I belong to the English nation.

               
Boston is my dwelling place.

               
And Christ is my salvation.

This Sarah Silsbe copied verses, too, about
history:

               
When I am dead and laid in grave,

               
And all my bones are rotten.

               
When this you see, remember me.

               
And never let me be forgotten.
13

Her needlework is her artifact. It is all that is left of her: threadbare lines.

There were exceptions. The most unnaturally accomplished girl in Boston was Jane Colman, the daughter of
Benjamin Colman, the minister of the
Brattle Street Church, the church Jane’s uncle Benjamin belonged to. Colman was a far sight worldlier than most Massachusetts ministers, more a man of the
Enlightenment than of the Reformation. He had graduated from Harvard in 1692 and three years later sailed for
London. Captured by pirates, he was imprisoned in
France. Ransomed, he went to England, where he stayed until 1699, and studied; he read widely; he especially admired
Alexander Pope. His sermons were
Addisonian.

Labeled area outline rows
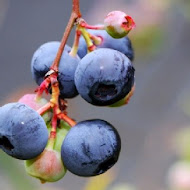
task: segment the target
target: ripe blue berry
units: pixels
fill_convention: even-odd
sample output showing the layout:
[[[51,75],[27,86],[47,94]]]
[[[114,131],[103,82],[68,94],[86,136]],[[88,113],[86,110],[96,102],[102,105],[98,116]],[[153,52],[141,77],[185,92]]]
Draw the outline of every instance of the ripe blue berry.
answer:
[[[81,59],[75,84],[87,102],[107,106],[124,98],[134,85],[135,69],[121,52],[100,48]]]
[[[118,160],[121,139],[108,122],[94,119],[77,123],[66,135],[61,156],[66,168],[79,176],[104,173]]]
[[[45,74],[56,57],[60,42],[48,42],[40,46],[32,57],[31,71],[36,83],[40,85],[44,80]],[[78,55],[69,55],[71,48],[66,45],[59,63],[59,88],[61,98],[73,98],[78,95],[74,84],[74,73],[80,58]]]
[[[110,48],[125,54],[131,61],[134,59],[134,51],[131,40],[126,36],[120,39],[112,38],[105,30],[88,30],[90,34],[100,37],[102,42],[97,48]],[[84,38],[81,36],[79,41],[78,55],[83,58],[87,54],[87,46]]]
[[[48,141],[42,117],[22,103],[0,108],[0,148],[12,157],[27,160],[38,156]]]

**REQUIREMENT 1:**
Using the Boston passage, decide whether each statement agrees with it, answering yes or no and quoting the words that settle it: (a) Benjamin Colman graduated from Harvard in 1692. (b) Benjamin Colman stayed in France until 1699. (c) Benjamin Colman especially admired Alexander Pope.
**REQUIREMENT 2:**
Carry on the Boston passage from its final sentence.

**RESULT 1:**
(a) Yes: "He had graduated from Harvard in 1692."
(b) No: "he went to England, where he stayed until 1699."
(c) Yes: "he especially admired Alexander Pope."

**RESULT 2:**
14

Jane Colman was born in Boston in 1708. For the first seven years of her life, she was an only child. She knew her letters by the age of two. By five she could recite the psalms. When she turned six, her father began teaching her to write; he wanted her to learn to write not only well but forcibly: manfully. By eleven, she was composing
hymns: “Happy are they that walk in Wisdom’s Ways,/That tread her Paths, and shine in all her Rays.” At fourteen, she began keeping a diary. Her father “spar’d no Cost nor Pains in my Education,” she wrote. She composed poetry for him: “An Infant Muse begs leave beneath your Feet,/To lay the first Essays of her poetic Wit.”
15
She and her father began a daily correspondence.
16
“A very little Use will make you Mistress enough of the Art of decent, familiar, common Letters,” her father wrote. “Practice is the best and shortest Way of learning this.” On receiving her letters, he corrected them, and sent them
back. He once parsed for her the different meanings of
fortune, chance,
and
providence
. But he offered, too, more capacious advice: “Write more or less according as you find your Thoughts flowing or restrained. But always remember, that it is better to be short and full of good Sense, than to draw out your Letters to an empty Length.”

This continued every day until she was eighteen. “With the Advantages of my liberal Education at School and College,” her father wrote her, “I have no reason to think but that your Genius in Writing would have excell’d mine.”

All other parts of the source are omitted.